▶ [Directions]: How many lines in the data below contain the word "white"? Reply with the number only.

▶ [Data for the task]:
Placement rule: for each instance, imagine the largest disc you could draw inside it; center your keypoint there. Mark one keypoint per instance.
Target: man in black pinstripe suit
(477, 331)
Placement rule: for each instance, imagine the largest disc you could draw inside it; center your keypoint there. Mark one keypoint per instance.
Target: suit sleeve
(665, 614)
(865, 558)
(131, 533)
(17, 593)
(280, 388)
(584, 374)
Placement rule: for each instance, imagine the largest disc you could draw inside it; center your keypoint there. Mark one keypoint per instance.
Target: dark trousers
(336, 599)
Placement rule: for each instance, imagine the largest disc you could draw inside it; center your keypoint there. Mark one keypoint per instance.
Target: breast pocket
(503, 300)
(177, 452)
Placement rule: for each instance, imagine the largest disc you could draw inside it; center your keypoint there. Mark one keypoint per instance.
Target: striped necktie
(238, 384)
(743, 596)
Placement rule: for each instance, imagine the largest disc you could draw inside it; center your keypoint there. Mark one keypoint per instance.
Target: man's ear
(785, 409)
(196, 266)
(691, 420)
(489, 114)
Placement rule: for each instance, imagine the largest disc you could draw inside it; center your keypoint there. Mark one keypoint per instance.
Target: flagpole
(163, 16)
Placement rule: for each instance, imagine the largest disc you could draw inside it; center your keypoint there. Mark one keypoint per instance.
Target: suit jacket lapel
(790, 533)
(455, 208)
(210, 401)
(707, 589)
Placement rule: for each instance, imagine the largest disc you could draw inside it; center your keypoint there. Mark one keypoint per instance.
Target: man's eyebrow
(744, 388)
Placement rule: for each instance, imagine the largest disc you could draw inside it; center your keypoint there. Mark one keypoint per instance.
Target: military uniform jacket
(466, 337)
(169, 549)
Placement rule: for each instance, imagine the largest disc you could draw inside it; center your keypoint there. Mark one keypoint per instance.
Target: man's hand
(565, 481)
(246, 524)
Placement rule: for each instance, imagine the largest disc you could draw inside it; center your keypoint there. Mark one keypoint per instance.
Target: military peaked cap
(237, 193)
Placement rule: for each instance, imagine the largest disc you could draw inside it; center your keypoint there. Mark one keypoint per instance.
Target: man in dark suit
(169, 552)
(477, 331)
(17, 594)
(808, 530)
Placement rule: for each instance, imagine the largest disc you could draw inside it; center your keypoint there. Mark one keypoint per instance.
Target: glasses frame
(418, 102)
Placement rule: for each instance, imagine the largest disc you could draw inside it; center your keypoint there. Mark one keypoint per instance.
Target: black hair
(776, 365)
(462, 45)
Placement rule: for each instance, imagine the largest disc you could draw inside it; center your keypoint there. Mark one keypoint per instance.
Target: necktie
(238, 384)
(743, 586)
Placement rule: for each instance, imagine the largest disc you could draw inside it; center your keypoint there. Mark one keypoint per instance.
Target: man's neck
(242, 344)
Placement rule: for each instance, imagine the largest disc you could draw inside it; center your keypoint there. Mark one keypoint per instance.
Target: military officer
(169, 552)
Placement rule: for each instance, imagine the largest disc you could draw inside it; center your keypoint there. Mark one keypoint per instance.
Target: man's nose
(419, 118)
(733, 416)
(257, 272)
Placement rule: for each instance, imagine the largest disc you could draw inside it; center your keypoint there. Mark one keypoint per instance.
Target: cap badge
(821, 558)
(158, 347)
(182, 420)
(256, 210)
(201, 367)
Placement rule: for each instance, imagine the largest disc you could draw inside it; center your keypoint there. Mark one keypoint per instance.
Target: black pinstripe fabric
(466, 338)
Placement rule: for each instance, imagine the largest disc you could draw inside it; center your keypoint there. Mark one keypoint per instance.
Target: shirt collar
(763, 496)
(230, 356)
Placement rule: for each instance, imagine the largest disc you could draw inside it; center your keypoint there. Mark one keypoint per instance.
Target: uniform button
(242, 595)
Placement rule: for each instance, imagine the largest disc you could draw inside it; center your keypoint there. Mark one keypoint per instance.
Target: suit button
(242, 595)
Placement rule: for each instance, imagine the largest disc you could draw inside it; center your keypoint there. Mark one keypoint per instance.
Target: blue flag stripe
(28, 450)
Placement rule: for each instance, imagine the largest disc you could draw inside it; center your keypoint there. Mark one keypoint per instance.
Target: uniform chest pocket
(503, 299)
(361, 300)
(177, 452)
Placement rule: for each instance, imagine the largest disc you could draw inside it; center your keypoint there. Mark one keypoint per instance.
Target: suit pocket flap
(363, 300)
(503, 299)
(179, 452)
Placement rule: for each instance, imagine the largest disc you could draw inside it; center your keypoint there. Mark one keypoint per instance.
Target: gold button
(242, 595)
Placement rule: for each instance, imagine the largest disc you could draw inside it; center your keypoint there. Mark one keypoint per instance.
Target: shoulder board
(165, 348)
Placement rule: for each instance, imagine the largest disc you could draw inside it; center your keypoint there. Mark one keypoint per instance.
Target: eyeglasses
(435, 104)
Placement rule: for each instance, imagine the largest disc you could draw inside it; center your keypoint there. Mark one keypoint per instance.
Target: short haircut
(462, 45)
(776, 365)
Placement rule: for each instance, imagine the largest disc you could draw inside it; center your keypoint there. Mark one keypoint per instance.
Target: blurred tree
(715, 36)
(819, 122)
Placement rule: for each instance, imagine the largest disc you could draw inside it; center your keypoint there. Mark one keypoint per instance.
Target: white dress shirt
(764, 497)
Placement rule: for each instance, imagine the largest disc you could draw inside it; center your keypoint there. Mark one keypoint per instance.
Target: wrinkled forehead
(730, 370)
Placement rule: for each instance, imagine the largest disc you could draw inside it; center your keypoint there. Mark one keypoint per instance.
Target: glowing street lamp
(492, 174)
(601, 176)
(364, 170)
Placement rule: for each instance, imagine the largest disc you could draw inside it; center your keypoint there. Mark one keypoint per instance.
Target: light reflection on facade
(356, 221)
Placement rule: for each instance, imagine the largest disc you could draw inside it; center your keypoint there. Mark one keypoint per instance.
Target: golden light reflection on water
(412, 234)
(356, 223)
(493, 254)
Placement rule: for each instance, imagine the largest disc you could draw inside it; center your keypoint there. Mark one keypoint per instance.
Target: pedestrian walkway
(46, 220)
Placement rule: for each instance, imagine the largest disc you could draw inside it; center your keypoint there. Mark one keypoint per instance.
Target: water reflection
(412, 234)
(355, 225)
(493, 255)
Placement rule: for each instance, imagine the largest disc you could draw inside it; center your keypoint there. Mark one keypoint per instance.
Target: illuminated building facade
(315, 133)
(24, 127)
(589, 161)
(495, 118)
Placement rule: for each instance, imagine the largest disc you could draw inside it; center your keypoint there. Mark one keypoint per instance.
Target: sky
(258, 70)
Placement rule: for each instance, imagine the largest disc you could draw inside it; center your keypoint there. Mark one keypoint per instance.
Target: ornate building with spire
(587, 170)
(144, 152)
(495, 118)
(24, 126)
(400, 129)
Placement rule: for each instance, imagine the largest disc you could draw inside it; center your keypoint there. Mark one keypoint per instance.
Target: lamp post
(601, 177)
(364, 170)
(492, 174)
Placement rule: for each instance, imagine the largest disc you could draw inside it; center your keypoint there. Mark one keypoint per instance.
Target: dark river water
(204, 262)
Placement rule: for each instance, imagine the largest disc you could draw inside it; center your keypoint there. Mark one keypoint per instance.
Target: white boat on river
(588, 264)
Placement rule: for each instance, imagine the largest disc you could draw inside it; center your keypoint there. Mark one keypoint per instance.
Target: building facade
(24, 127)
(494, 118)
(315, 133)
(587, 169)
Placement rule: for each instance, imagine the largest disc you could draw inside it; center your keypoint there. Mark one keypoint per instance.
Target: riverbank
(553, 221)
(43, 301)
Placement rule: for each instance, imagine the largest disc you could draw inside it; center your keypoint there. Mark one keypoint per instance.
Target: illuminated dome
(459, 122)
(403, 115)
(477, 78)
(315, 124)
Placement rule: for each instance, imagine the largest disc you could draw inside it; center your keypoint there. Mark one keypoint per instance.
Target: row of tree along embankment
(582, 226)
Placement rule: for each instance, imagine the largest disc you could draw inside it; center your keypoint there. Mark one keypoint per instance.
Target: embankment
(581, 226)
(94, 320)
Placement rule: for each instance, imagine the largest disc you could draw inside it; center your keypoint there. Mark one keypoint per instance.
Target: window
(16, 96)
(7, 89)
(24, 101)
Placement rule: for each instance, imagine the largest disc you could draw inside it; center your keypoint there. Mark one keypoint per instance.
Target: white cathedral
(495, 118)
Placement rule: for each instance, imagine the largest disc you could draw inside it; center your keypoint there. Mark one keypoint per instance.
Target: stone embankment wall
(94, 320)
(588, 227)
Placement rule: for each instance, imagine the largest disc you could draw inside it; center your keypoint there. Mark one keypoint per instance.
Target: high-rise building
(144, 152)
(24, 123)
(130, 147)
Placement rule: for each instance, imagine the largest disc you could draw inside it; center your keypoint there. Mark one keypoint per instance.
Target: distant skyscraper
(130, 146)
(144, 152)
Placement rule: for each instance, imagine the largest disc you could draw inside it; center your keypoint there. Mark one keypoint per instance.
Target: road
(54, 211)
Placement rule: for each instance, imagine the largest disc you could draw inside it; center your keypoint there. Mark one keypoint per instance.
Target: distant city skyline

▶ [Exercise response]: 3